───── Given records ─────

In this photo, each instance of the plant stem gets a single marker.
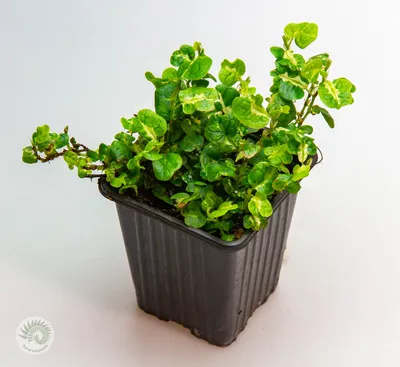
(308, 104)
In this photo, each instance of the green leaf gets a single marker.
(28, 155)
(289, 91)
(193, 215)
(249, 113)
(209, 154)
(119, 150)
(169, 74)
(153, 156)
(222, 130)
(305, 129)
(278, 154)
(326, 115)
(213, 171)
(281, 181)
(293, 187)
(259, 205)
(42, 135)
(198, 98)
(254, 222)
(278, 52)
(210, 201)
(228, 94)
(61, 141)
(248, 150)
(157, 82)
(94, 156)
(165, 167)
(70, 158)
(281, 109)
(191, 142)
(160, 192)
(312, 69)
(303, 152)
(262, 176)
(337, 93)
(180, 197)
(149, 125)
(198, 68)
(222, 210)
(165, 101)
(231, 72)
(299, 172)
(303, 33)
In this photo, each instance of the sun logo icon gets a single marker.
(35, 335)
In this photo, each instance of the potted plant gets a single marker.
(205, 185)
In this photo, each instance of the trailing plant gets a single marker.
(216, 151)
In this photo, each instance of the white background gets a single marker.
(81, 63)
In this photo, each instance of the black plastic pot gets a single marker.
(187, 275)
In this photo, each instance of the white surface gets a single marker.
(81, 63)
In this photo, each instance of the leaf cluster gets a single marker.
(215, 149)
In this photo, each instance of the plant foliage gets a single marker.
(217, 151)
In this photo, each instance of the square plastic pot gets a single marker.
(187, 275)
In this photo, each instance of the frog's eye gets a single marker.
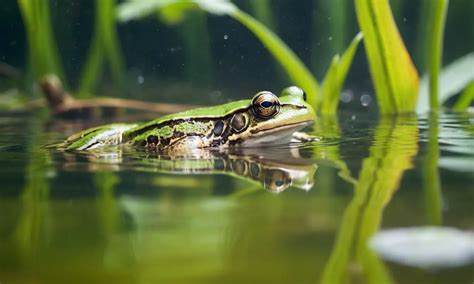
(265, 105)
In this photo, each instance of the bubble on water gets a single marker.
(365, 99)
(347, 96)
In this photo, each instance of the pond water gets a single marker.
(299, 214)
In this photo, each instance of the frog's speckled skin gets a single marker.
(263, 120)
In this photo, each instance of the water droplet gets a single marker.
(365, 100)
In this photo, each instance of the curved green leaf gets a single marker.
(335, 77)
(395, 77)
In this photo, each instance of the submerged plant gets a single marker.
(42, 51)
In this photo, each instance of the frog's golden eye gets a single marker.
(265, 105)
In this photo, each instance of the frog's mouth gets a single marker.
(277, 135)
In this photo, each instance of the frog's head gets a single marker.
(272, 119)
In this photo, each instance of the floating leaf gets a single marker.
(453, 79)
(395, 77)
(425, 247)
(335, 77)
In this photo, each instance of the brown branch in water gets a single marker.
(61, 102)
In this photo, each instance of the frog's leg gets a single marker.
(96, 137)
(304, 137)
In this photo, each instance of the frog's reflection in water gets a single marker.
(275, 169)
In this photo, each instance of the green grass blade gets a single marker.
(453, 79)
(430, 174)
(466, 98)
(330, 89)
(293, 66)
(335, 77)
(295, 69)
(437, 23)
(395, 77)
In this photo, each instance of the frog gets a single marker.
(262, 121)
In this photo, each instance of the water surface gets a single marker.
(130, 219)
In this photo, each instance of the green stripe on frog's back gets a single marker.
(198, 122)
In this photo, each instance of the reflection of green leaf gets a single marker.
(453, 79)
(391, 154)
(327, 127)
(335, 77)
(42, 51)
(395, 77)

─────

**Exercise:** Leave the pictures out and reproduce every record above exactly.

**Finished exercise:**
In this photo, each instance of the plant stem gets a single marker.
(308, 104)
In this photo, each instance of the green leaf gets a single marker.
(28, 155)
(289, 91)
(193, 215)
(249, 113)
(209, 154)
(119, 150)
(169, 74)
(153, 156)
(222, 130)
(305, 129)
(278, 154)
(326, 115)
(213, 171)
(281, 181)
(293, 187)
(259, 205)
(42, 135)
(198, 98)
(254, 222)
(278, 52)
(210, 201)
(228, 94)
(61, 141)
(248, 150)
(157, 82)
(94, 156)
(165, 167)
(70, 158)
(281, 109)
(191, 142)
(160, 192)
(312, 69)
(303, 152)
(262, 176)
(337, 93)
(180, 197)
(149, 125)
(198, 68)
(222, 210)
(165, 101)
(231, 72)
(299, 172)
(303, 33)
In this photo, each instance of the sun logo icon gets a single marker.
(35, 335)
In this photo, each instance of the potted plant gets a single marker.
(205, 185)
In this photo, each instance of the trailing plant gets a single marker.
(216, 151)
In this photo, each instance of the white background gets a single marker.
(81, 63)
In this photo, each instance of the black plastic pot gets a single marker.
(187, 275)
In this photo, each instance of the white surface gets a single marker.
(81, 63)
In this photo, each instance of the leaf cluster gets a single marker.
(215, 149)
In this photo, each instance of the plant foliage gets a single marker.
(217, 151)
In this photo, each instance of the square plastic pot gets a single marker.
(187, 275)
In this photo, each instance of the frog's eye gets a single marker.
(265, 105)
In this photo, each instance of the bubble on water gets a single marker.
(365, 99)
(347, 96)
In this photo, each instance of the pond water gets a single marker.
(299, 214)
In this photo, each instance of the frog's speckled skin gets a single marker.
(263, 120)
In this photo, each instance of the water droplet gets a single marker.
(365, 100)
In this photo, each instance of the curved green leaf gets a single marker.
(335, 77)
(395, 77)
In this photo, each instance of the submerged plant gets a single marker.
(42, 51)
In this photo, each instance of the frog's golden eye gets a single marker.
(265, 105)
In this photo, each instance of the frog's mouth gets a single marker.
(277, 135)
In this photo, each instance of the frog's head gets a single marker.
(272, 119)
In this photo, each instance of the floating leaf gets a single marker.
(453, 79)
(395, 77)
(425, 247)
(335, 77)
In this photo, each instance of the brown branch in water gets a single marker.
(61, 102)
In this photo, each instance of the frog's leg gets a single marker.
(96, 137)
(304, 137)
In this photo, each instance of the frog's reflection in water gets a single marker.
(275, 169)
In this photo, each instance of the green grass blade gets a single marker.
(453, 79)
(430, 174)
(466, 98)
(330, 89)
(293, 66)
(335, 77)
(295, 69)
(437, 23)
(395, 77)
In this photo, each instance of the frog gets a single marker.
(262, 121)
In this photo, each instance of the water surface gets a single marker.
(130, 219)
In this photo, each instance of the green stripe on frog's back gets a single marker.
(198, 122)
In this photo, each instance of the reflection of green leaf gets a single marker.
(453, 79)
(391, 154)
(327, 127)
(335, 77)
(42, 51)
(395, 77)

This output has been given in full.